Requirement ->
Retype each entry below, keeping every character the same.

══ Task data

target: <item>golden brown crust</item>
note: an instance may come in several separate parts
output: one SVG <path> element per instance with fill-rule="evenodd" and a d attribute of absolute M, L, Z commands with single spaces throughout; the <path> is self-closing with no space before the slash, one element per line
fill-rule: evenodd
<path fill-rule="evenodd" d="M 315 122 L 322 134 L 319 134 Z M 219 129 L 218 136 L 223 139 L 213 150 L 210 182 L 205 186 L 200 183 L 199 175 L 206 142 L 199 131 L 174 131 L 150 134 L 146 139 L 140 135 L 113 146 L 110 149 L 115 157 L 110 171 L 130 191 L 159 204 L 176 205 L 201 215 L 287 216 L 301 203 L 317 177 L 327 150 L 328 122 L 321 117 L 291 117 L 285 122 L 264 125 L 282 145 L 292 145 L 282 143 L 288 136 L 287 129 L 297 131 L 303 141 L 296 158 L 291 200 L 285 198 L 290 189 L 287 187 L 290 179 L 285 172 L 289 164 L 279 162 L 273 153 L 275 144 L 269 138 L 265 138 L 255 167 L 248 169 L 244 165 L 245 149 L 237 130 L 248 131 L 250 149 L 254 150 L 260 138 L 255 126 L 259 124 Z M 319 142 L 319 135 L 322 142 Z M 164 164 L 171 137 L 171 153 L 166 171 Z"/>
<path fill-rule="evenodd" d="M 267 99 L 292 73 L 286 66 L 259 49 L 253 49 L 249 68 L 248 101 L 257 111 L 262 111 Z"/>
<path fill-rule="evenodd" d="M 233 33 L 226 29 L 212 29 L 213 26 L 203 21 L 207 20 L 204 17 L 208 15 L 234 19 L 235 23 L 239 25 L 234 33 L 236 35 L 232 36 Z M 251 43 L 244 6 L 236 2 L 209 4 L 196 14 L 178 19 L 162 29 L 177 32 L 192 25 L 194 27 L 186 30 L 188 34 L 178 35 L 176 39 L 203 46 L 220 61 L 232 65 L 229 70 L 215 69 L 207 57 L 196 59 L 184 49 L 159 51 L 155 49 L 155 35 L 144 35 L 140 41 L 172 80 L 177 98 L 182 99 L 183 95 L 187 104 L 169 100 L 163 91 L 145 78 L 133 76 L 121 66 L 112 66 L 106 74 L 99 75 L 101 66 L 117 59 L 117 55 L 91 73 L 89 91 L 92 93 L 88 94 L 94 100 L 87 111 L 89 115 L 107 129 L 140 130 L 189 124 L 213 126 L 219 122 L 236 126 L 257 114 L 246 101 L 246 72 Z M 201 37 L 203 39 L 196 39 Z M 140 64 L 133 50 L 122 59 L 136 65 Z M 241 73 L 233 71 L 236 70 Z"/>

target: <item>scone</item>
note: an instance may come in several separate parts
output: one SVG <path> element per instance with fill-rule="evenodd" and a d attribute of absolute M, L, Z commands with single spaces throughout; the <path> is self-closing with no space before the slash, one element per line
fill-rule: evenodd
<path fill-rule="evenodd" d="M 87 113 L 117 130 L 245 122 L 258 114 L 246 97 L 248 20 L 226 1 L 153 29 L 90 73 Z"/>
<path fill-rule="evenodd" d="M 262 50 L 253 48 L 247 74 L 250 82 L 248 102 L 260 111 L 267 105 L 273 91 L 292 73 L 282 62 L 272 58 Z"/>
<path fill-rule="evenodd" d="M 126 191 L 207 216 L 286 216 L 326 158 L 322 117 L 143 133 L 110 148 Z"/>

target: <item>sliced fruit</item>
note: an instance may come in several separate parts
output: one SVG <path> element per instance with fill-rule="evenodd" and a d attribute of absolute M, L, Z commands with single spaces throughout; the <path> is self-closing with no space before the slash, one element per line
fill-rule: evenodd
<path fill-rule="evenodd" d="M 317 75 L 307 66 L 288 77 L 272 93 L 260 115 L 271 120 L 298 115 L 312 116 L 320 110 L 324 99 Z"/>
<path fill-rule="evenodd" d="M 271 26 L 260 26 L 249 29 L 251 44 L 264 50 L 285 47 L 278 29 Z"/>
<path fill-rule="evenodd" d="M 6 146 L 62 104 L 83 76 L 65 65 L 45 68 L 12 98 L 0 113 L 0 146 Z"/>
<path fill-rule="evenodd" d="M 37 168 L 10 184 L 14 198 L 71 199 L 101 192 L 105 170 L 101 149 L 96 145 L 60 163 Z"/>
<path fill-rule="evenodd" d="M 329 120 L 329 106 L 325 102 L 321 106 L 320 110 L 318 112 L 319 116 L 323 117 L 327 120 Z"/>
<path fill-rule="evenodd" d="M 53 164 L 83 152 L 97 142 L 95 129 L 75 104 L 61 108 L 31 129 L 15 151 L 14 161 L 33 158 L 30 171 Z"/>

════

Completed task ->
target: <item>golden brown crust</item>
note: an instance may come in several separate parts
output: one SVG <path> element per instance with fill-rule="evenodd" and a d attribute of absolute M, L, Z commands with single spaces throughout; the <path> is self-closing with no space before the slash, one element per line
fill-rule: evenodd
<path fill-rule="evenodd" d="M 315 122 L 322 134 L 319 134 Z M 219 129 L 218 136 L 223 139 L 213 150 L 210 182 L 205 186 L 200 183 L 199 175 L 206 142 L 199 131 L 174 131 L 150 134 L 146 139 L 140 135 L 113 146 L 110 149 L 115 157 L 110 171 L 130 191 L 159 204 L 176 205 L 201 215 L 287 216 L 301 203 L 317 177 L 327 150 L 328 122 L 321 117 L 291 117 L 285 122 L 264 125 L 282 145 L 292 145 L 282 143 L 288 136 L 287 129 L 297 131 L 303 141 L 296 158 L 291 200 L 285 198 L 290 189 L 287 187 L 290 179 L 285 172 L 289 164 L 279 162 L 273 153 L 275 144 L 269 138 L 265 138 L 255 167 L 248 169 L 244 165 L 245 149 L 237 130 L 248 131 L 250 149 L 254 150 L 260 138 L 255 126 L 259 124 Z M 319 142 L 319 135 L 322 142 Z M 164 164 L 171 137 L 171 153 L 166 171 Z"/>
<path fill-rule="evenodd" d="M 267 99 L 292 73 L 286 66 L 259 49 L 253 49 L 249 68 L 248 101 L 257 111 L 262 111 Z"/>
<path fill-rule="evenodd" d="M 233 33 L 226 29 L 212 29 L 213 26 L 203 21 L 207 20 L 204 17 L 208 15 L 234 19 L 235 23 L 239 25 L 234 33 L 236 35 L 232 36 Z M 251 43 L 244 6 L 236 2 L 209 4 L 196 14 L 178 19 L 162 29 L 177 32 L 192 25 L 194 27 L 186 30 L 188 34 L 178 35 L 176 39 L 203 46 L 220 61 L 232 65 L 229 70 L 215 69 L 207 57 L 196 59 L 184 49 L 159 51 L 155 49 L 155 35 L 144 35 L 140 41 L 172 80 L 177 98 L 182 99 L 183 95 L 187 104 L 169 100 L 163 91 L 145 78 L 133 76 L 121 66 L 112 66 L 106 74 L 99 75 L 101 66 L 117 59 L 117 55 L 91 73 L 89 91 L 92 93 L 88 94 L 94 100 L 87 111 L 89 115 L 107 129 L 140 130 L 189 124 L 213 126 L 219 122 L 236 126 L 257 114 L 246 101 L 246 72 Z M 201 37 L 203 39 L 196 39 Z M 140 64 L 133 50 L 122 59 L 136 65 Z M 241 73 L 233 71 L 236 70 Z"/>

target: <item>scone</item>
note: an instance may come in several separate parts
output: one SVG <path> element per instance with fill-rule="evenodd" and a d attribute of absolute M, L, Z commands with single spaces throughout; the <path> is self-closing with no space before the slash, one element per line
fill-rule: evenodd
<path fill-rule="evenodd" d="M 87 113 L 117 130 L 245 122 L 258 114 L 246 97 L 248 20 L 226 1 L 153 29 L 90 73 Z"/>
<path fill-rule="evenodd" d="M 262 50 L 253 48 L 247 74 L 250 82 L 248 102 L 260 111 L 267 105 L 273 91 L 292 73 L 282 62 L 272 58 Z"/>
<path fill-rule="evenodd" d="M 126 191 L 207 216 L 286 216 L 326 158 L 322 117 L 143 133 L 110 148 Z"/>

target: <item>sliced fruit</item>
note: an instance may come in several separate parts
output: one SVG <path> element per instance with fill-rule="evenodd" and a d attribute of absolute M, L, Z commands with single spaces throughout; the <path> is self-closing with no space before the slash, one element per line
fill-rule: evenodd
<path fill-rule="evenodd" d="M 317 75 L 307 66 L 288 77 L 272 93 L 260 115 L 271 120 L 298 115 L 312 116 L 320 110 L 324 99 Z"/>
<path fill-rule="evenodd" d="M 271 26 L 260 26 L 249 29 L 251 44 L 264 50 L 285 47 L 278 29 Z"/>
<path fill-rule="evenodd" d="M 6 146 L 62 104 L 83 76 L 65 65 L 45 68 L 12 98 L 0 113 L 0 146 Z"/>
<path fill-rule="evenodd" d="M 37 168 L 10 184 L 14 198 L 71 199 L 101 192 L 105 170 L 101 149 L 96 145 L 60 163 Z"/>
<path fill-rule="evenodd" d="M 329 120 L 329 106 L 325 102 L 321 106 L 320 110 L 318 112 L 319 116 L 323 117 L 327 120 Z"/>
<path fill-rule="evenodd" d="M 53 164 L 83 152 L 97 142 L 95 129 L 75 104 L 61 108 L 31 129 L 15 151 L 14 161 L 33 158 L 30 171 Z"/>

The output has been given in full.